*** Begin section ***

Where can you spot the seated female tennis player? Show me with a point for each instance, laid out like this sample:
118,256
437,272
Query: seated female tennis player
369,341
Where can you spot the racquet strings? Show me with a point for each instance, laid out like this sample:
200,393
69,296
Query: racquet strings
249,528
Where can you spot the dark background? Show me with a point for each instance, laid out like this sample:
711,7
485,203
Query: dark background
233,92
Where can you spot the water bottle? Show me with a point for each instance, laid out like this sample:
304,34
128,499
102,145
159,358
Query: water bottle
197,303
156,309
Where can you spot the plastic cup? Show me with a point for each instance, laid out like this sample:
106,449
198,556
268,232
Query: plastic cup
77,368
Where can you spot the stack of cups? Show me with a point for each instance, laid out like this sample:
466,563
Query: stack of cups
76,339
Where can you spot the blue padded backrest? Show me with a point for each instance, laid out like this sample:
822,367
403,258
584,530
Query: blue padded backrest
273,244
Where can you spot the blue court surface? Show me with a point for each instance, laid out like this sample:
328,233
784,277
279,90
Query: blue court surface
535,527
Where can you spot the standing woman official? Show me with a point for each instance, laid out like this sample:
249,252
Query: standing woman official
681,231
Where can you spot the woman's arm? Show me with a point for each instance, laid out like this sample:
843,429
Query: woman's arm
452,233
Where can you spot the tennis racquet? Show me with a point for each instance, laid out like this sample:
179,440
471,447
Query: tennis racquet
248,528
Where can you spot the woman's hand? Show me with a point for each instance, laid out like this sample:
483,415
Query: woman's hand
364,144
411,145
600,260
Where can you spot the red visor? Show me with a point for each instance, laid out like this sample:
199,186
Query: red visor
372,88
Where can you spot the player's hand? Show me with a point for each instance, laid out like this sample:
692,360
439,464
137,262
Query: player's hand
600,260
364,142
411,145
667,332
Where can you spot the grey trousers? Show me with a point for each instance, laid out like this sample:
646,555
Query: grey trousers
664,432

*** End section ***

Above are the records; copy exactly the lines from the one with "Where can you spot the woman's hand?" through the final line.

* _Your response_:
Where can you spot the woman's hand? Show me with a point for each instance, laid out like this sample:
483,415
Query: woman's hand
364,144
411,145
600,260
Where can you spot the red visor? Show me with a point for each instance, laid out like this sample:
199,186
Query: red visor
372,88
Where can you spot the player's hand? Show me with a point for each instance, laid out like this sample:
692,360
439,464
137,262
Query: player's hand
600,260
364,142
411,145
667,332
Where can you spot the grey trousers? Show me with a point for each instance, laid out like this sample:
646,555
Query: grey trousers
664,432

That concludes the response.